| Compiti da svolgere |
(A) Nel testo fornito, con quale nome Hadewijch di Anversa chiama l'amore?
(B) Riassumi il testo fornito in due frasi.
(C) Trascrivi senza modifiche il passo del testo fornito che comincia con le parole "Sarebbe meglio non" e si chiude dopo "contributi, vi ringrazio.".
───── Testo fornito
E veniamo a questo parlare di Dio. Sarebbe meglio sentire Dio e non parlarne, per tante ragioni. E questo si applica anche a me. C’è una scrittrice che ci riesce quasi, Cristina Campo. Cristina Campo non nomina Dio, ma se voi leggete quello che lei scrive, c’è questa segreta cattura. Un po’ vale anche per Simone Weil. Margherita Porete e le altre beghine parlano dell’amore, ed è un nome femminile – a proposito del femminile, anche queste scrittrici sentivano la questione dello Sgrammaticato e cercavano di risolverla. Hadewijch di Anversa lo chiama Die Minne, l’amore, che è un nome femminile. In Margherita a volte Dio è la Trinità, spesso è l’Amore, nome di genere femminile, che si presenta come Dama Amore; qualche volta invece diventa la Deité, un nome impersonale.
Sarebbe meglio non parlarne, e c’è questa possibilità, ma naturalmente questa possibilità è per chi ha questa potenza di amare. Anche Il Dio delle donne finisce dicendo: ma sì, non è necessario parlarne. Oggi alla scuola di scrittura parlavo di come concludere un testo: ecco, per Il Dio delle donne ero in difficoltà: dove andavo a parare con quel libro? Poi mi è venuta un’illuminazione, mi è venuta in mente quella donna che mi aveva obiettato: ma perché parlarne? E io: ma sì, si può non parlarne. Però sono qui, ho fatto questo discorso per poi ascoltare voi, quindi avete il permesso di parlarne. Se avete domande, obiezioni o contributi, vi ringrazio.

INTERVENTI

Luisa Muraro
[Risposta a domanda non registrata, sul titolo del libro L’utopia e la conserva]
È un accostamento, in quarta ci sono parole mie che danno la spiegazione: “Accostare con sorprendente armonia cose ordinarie e cose straordinarie è sempre stata una caratteristica di Ivana”. La conserva sono le cose che si fanno, poteva essere la marmellata… L’utopia e la conserva sono parole pronunciate da Ivana proprio per rendere l’idea del mescolare le cose banali con le cose sublimi, ed è l’unica maniera in cui possiamo parlarne, in questo tipo di società, tenere un tono dimesso per le cose sublimi.
──────────
───── Righe del dataset
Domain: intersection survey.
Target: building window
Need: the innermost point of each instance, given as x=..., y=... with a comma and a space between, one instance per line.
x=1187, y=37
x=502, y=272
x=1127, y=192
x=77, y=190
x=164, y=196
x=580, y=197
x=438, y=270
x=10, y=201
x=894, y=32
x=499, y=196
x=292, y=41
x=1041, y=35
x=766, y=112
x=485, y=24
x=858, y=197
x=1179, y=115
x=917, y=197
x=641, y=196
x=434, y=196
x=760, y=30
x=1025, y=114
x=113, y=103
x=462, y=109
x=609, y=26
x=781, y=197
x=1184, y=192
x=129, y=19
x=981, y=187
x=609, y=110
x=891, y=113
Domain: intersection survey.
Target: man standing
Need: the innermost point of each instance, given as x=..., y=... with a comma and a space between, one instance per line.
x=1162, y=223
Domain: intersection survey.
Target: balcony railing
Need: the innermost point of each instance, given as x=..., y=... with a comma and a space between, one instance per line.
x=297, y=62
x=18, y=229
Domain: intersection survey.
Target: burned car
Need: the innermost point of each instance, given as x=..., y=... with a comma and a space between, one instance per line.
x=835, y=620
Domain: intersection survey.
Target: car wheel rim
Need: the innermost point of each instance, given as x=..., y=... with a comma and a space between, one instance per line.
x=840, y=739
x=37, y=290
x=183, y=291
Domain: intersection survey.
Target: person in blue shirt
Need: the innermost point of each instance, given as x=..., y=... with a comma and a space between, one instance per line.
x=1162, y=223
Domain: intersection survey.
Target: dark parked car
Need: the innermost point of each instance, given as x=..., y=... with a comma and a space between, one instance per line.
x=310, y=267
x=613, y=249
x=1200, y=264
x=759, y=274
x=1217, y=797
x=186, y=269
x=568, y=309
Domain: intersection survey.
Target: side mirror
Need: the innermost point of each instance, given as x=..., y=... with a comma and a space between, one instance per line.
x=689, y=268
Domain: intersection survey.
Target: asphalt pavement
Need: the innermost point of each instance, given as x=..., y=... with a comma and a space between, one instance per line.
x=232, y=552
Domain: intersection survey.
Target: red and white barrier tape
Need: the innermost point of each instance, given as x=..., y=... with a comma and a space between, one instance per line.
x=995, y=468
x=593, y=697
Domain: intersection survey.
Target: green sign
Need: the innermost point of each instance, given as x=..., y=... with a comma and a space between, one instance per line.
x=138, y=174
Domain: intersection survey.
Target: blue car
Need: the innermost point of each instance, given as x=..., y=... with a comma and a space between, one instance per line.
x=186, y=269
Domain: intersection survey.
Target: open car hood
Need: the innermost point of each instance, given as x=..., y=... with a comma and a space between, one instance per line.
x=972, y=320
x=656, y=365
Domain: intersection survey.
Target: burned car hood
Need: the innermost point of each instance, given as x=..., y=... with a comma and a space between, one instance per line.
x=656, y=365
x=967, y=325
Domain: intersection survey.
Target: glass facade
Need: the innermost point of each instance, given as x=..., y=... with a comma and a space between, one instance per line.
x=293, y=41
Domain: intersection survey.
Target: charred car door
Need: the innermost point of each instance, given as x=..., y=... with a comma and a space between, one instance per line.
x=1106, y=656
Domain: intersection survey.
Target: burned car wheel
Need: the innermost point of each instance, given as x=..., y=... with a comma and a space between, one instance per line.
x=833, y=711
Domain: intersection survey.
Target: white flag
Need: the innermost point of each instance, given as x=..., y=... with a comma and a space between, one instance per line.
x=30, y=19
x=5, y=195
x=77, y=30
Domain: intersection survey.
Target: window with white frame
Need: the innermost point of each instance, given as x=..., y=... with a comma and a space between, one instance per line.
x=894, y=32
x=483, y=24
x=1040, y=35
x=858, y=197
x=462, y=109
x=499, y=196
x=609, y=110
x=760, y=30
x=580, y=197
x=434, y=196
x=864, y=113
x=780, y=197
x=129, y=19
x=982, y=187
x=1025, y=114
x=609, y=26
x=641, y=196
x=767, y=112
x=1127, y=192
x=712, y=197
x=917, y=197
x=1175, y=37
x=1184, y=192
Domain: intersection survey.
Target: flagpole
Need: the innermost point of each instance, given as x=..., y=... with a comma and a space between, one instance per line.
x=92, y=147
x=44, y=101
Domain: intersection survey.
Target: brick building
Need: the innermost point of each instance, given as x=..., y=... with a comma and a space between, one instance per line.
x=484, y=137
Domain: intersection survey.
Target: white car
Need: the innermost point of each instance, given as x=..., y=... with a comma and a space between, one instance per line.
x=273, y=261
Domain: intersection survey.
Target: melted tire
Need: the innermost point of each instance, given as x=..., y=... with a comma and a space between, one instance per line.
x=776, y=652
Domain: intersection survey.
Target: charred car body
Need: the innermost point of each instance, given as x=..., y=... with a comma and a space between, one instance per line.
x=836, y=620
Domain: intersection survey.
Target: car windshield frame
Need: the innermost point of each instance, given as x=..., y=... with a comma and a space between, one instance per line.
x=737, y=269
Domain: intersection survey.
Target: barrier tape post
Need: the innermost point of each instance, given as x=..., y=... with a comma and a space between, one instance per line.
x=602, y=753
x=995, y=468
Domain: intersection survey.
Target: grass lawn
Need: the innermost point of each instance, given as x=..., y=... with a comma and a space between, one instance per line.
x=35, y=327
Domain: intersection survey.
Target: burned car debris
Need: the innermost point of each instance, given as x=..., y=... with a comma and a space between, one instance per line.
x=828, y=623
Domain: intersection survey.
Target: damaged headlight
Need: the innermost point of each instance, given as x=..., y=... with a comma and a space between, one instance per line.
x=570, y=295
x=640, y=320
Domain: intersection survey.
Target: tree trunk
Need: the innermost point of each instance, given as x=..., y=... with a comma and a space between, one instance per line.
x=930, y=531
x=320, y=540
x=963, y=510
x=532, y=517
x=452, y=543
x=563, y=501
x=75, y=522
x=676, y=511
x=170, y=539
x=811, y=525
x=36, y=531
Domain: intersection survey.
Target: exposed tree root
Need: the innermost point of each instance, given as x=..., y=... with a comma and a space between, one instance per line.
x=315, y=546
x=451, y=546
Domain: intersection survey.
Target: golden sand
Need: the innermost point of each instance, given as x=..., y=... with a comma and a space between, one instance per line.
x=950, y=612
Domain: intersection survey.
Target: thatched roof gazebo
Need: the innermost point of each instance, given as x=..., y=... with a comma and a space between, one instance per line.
──────────
| Risposte |
(A) Die Minne.

(B) Il testo sostiene che sarebbe meglio sentire Dio anziché parlarne, e cita scrittrici come Cristina Campo, che non nomina Dio, e Margherita Porete e Hadewijch di Anversa, che lo chiamano l'Amore, un nome femminile. Segue una risposta di Luisa Muraro sul titolo del libro L'utopia e la conserva, spiegato come l'accostamento, caro a Ivana, di cose banali e cose sublimi.

(C)
Sarebbe meglio non parlarne, e c’è questa possibilità, ma naturalmente questa possibilità è per chi ha questa potenza di amare. Anche Il Dio delle donne finisce dicendo: ma sì, non è necessario parlarne. Oggi alla scuola di scrittura parlavo di come concludere un testo: ecco, per Il Dio delle donne ero in difficoltà: dove andavo a parare con quel libro? Poi mi è venuta un’illuminazione, mi è venuta in mente quella donna che mi aveva obiettato: ma perché parlarne? E io: ma sì, si può non parlarne. Però sono qui, ho fatto questo discorso per poi ascoltare voi, quindi avete il permesso di parlarne. Se avete domande, obiezioni o contributi, vi ringrazio.